AVAILABLE DATA Block Start

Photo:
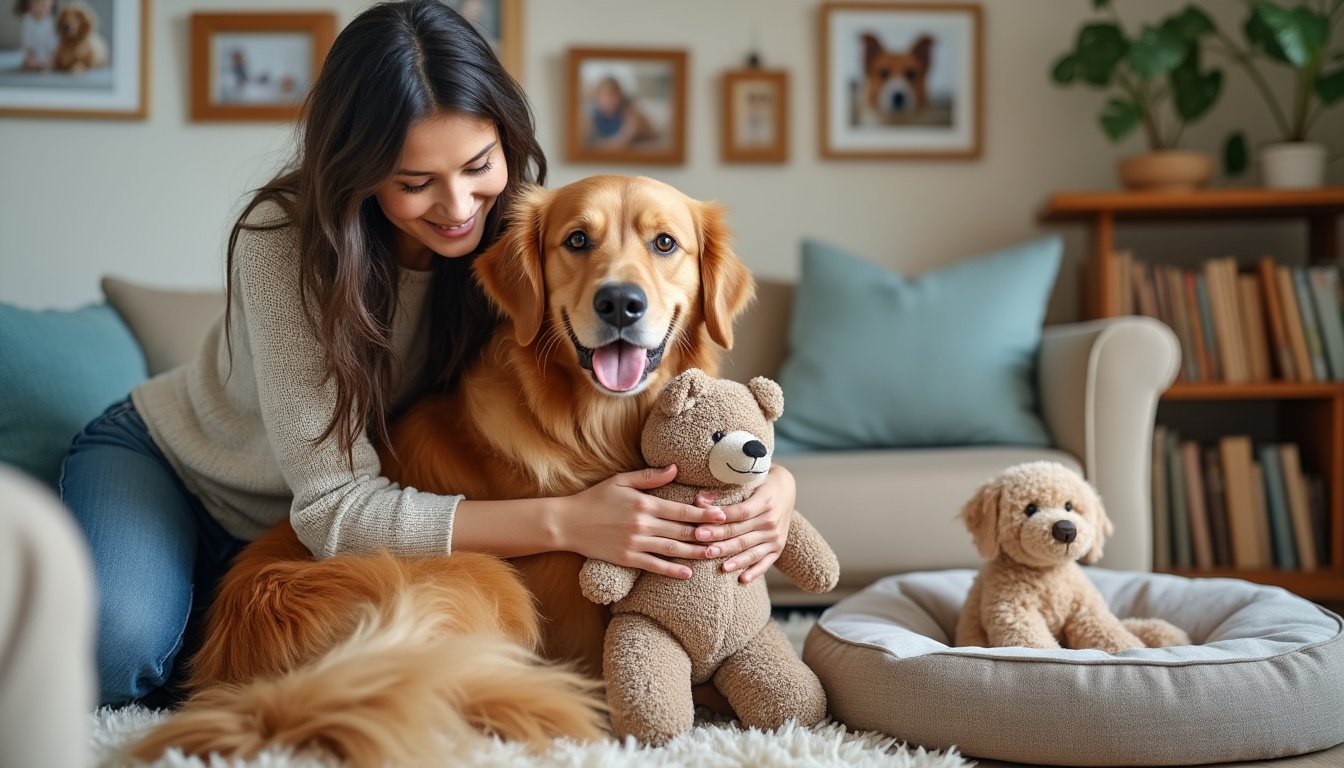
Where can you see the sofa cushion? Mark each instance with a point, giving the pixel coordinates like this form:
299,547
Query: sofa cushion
946,358
58,370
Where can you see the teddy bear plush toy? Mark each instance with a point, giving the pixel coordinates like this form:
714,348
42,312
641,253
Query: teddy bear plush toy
668,634
1034,523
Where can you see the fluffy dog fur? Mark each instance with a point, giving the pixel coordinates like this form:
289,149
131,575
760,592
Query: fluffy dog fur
1032,523
81,46
335,653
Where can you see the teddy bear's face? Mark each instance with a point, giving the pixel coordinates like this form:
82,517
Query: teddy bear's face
1039,514
718,432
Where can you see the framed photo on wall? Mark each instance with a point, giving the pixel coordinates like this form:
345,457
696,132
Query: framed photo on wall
756,116
79,58
625,105
500,22
256,66
901,80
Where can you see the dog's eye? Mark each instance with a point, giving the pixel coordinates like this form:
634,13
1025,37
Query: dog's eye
664,242
577,240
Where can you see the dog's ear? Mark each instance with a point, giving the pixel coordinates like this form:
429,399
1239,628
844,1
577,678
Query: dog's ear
924,50
1104,526
511,271
981,518
726,283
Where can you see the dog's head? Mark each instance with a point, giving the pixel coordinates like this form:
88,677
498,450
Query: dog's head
75,22
894,82
1039,514
621,271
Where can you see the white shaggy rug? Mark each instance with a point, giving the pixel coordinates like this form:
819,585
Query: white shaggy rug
710,744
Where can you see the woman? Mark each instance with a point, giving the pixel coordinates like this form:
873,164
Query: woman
350,292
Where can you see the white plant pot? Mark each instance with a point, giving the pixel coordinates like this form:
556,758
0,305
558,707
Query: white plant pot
1293,164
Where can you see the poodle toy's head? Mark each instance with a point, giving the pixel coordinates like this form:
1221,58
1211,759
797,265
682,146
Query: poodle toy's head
718,432
1039,514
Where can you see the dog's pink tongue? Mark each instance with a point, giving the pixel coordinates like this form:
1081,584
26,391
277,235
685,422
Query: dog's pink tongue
620,365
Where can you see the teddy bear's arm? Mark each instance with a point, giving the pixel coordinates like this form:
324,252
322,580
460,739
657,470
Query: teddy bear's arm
807,558
605,583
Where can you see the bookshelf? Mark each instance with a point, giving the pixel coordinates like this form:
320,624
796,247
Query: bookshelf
1309,414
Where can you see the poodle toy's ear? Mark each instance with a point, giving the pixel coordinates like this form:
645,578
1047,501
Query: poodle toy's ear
769,396
981,518
726,283
511,271
1104,526
683,392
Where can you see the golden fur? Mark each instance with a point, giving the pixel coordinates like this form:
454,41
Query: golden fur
1032,523
297,639
79,45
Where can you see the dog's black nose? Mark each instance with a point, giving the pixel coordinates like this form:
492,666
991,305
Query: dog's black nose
1063,531
620,303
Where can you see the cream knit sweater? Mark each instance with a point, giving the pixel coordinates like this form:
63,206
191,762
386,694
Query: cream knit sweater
241,435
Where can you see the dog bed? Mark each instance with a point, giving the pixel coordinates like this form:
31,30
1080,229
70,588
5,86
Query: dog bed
1265,677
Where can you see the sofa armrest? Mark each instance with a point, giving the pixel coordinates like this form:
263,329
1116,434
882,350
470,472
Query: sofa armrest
1100,384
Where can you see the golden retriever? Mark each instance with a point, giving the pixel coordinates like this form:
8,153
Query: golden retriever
608,288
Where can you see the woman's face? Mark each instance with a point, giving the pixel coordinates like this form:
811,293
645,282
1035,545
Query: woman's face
450,172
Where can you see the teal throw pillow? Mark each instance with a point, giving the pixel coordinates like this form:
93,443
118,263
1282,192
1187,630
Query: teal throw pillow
58,370
948,358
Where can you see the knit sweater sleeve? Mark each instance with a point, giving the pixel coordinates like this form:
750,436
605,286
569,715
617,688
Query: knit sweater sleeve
340,505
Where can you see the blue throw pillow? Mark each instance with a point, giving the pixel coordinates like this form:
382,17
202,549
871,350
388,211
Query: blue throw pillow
946,358
58,370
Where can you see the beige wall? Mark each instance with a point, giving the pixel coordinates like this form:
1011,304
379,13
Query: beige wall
152,199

AVAILABLE DATA Block End

> **WHAT THE TASK REQUIRES**
Drop the images; copy every entry above exactly.

> **RESULT FOR THIS EXERCISE**
Photo:
Where can you see the sofa cushion? Mark each instance with a point, giving the pixel coordinates like this form:
299,547
Query: sofa cushion
946,358
58,370
Where can you see the teddy bear plush toy? Mark each instance with a point, giving the pixel coordinates like this form:
714,348
42,312
641,253
Query: teddy bear plush toy
668,634
1034,523
Where can you see the fluffy dog fur? Mark each instance with a point, giving the pixel coordinates like this form:
289,149
131,575
760,592
Query: fluffy dog fur
1032,523
81,46
335,653
Where can you see the teddy bear's face? Mark each instance with a point, giving the pixel coordinates like this form:
82,517
Query: teddy bear's face
1039,514
718,432
Where can you see the framed photo on wall? Mark each instance with a point, giving the pixel coordinates like this form:
345,457
696,132
Query: framed photo on wall
756,116
79,58
625,105
500,22
256,66
901,80
Where can you see the dog's eye? Mark each instance with a point, giving the pixel coordinates like this form:
634,13
1025,37
Query: dog's eye
664,242
577,240
Where can you see the dog's ear? Mark each instance with a point, giving the pixel coordinates like this form:
429,399
1239,628
844,1
577,678
Query: dog's ear
924,50
1104,526
511,271
981,518
726,283
Where can you see the dog's head? Mark each instance with a point, giving the pixel coordinates like this form:
88,677
498,450
Query: dog's head
75,22
894,82
1039,514
621,271
Where can you see the white shaggy rug? Mark each instance with a point, giving the pixel coordinates like this form:
819,585
Query: white shaggy rug
710,744
Where can you see the woman? Mark each instance with a point, giving the pixel coordinates like this form:
873,164
Query: woman
350,292
Where can you see the white plant pot? Mark each instance with a point, giving the pixel coordinates like this form:
556,758
0,305
558,707
Query: white plant pot
1293,164
Where can you see the poodle toy's head? Mark each instance with a point, giving the pixel coordinates like this form:
1221,58
1211,759
797,265
682,146
Query: poodle toy's head
718,432
1039,514
Where can you see the dog's pink tongue? Mark each instance with a point, giving the pixel coordinates like this form:
1081,584
26,391
277,235
685,422
Query: dog's pink tongue
620,365
Where can you see the teddy bear's arm? Mark each instance with a point, giving the pixel coordinates like this form:
324,252
322,580
460,739
657,470
Query: teddy bear's arm
807,558
605,583
Where can you see the bookshelf? Mark each instance with a point, giving the pixel coordinates like this form:
320,624
796,247
Query: bookshelf
1309,414
Where can you see the poodle toy's ear? Mark each instance with a point, giving the pixel coordinates like this form:
645,578
1047,501
Query: poodle toy's ear
769,396
981,518
726,283
511,271
1104,526
683,392
Where can you see the golden fur? Mark each instance with a point, giving the pixel coordinates like this form:
454,41
Query: golden fur
1032,523
297,639
79,45
Where can you see the dog's black nose? Mark each instance with a point, giving the pixel coordinates like this form:
492,666
991,305
Query: dog's black nose
1063,531
620,303
Where can you see the cream knit sweater? Mark each instance with a point, giving the pixel coordinates like this form:
63,206
191,762
386,694
Query: cream knit sweater
241,435
Where can you see the dog bed? Mark each instance with a point, giving the pixel coordinates like this form:
31,30
1080,229
70,588
5,86
Query: dog bed
1265,677
Where can you see the sofa armrest? Mark each instance with a point, giving the pixel coordinates like this form:
263,329
1116,434
882,350
470,472
Query: sofa armrest
1100,384
Where can you see the golden retriever? Mark each instance with a point, giving the pixel coordinates like this form:
8,153
Query: golden retriever
608,288
Where can you see the woman's face? Mark each instance with a point, giving the pixel coordinates like this form:
811,293
645,282
1035,545
Query: woman's face
450,172
Where can you see the teal throw pillow? Mark each instance with a point, giving the pixel coordinates like this form:
93,443
118,263
1282,192
1187,630
Query: teal throw pillow
58,370
948,358
Where can you see the knit sweater sleeve? Mark each instance with a point, giving the pixel coordinates like this form:
750,436
605,286
569,715
617,688
Query: knit sweater sleeve
340,505
Where can you see the blue throw pillow? Mark each instance with a point, giving the pixel coordinates like this form:
382,17
202,549
871,350
388,211
Query: blue throw pillow
946,358
58,370
Where can you see the beige wall? Mark each instance with a point, giving the pixel coordinates like this form:
1011,304
379,13
Query: beige wall
152,199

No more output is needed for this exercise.